In the data that follows, every line containing the word "door" should be returned.

Materials provided:

▽

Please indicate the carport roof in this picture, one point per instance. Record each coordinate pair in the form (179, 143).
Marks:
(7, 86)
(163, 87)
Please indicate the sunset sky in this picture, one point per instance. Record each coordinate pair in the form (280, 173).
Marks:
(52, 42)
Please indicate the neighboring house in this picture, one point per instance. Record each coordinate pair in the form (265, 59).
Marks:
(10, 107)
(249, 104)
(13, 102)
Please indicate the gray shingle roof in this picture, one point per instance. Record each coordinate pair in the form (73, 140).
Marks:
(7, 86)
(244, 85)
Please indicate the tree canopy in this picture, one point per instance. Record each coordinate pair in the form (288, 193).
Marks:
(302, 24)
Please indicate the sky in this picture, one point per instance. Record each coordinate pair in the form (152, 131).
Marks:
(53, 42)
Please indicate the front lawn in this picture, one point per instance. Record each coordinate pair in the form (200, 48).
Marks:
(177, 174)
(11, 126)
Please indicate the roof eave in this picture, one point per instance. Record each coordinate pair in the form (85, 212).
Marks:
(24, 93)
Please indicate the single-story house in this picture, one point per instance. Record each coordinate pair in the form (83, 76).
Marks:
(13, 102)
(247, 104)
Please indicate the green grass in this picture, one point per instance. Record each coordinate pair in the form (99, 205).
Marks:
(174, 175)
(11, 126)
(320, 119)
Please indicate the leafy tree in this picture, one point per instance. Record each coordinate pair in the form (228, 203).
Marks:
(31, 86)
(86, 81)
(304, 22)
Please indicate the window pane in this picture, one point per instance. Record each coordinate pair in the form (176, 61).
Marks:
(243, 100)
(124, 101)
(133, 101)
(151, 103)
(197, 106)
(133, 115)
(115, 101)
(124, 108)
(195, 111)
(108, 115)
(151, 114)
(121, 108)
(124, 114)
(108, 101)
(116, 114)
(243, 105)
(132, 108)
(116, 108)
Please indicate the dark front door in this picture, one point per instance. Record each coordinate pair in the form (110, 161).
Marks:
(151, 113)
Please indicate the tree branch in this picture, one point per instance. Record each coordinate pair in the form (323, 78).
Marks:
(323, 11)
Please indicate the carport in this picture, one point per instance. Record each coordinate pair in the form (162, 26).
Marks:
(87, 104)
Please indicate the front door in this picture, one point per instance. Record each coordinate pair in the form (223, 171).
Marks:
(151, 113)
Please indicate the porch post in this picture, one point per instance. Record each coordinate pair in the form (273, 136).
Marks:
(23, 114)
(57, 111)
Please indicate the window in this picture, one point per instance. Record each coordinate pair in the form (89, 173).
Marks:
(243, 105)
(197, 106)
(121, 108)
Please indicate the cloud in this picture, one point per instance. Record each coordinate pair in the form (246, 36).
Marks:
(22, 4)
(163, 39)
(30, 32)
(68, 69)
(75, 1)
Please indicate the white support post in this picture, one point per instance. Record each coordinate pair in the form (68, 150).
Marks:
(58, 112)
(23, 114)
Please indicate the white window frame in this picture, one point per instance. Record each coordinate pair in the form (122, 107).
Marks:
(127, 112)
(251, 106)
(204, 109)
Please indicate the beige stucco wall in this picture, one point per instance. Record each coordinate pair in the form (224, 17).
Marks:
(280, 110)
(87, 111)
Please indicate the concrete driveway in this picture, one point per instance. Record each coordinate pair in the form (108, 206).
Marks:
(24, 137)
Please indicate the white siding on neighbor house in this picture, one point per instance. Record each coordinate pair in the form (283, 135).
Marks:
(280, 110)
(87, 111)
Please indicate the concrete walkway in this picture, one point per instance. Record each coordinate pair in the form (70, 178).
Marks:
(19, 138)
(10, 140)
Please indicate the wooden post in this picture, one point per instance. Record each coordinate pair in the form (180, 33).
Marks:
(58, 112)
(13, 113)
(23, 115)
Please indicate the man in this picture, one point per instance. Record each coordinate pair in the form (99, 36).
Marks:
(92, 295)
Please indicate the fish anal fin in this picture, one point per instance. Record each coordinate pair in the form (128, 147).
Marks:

△

Task result:
Please indicate the dark front door in this picture, one point per instance. Record each coordinate pair in the form (110, 161).
Please indicate the front door in this picture, one point per instance. Record each coordinate pair in the form (223, 171).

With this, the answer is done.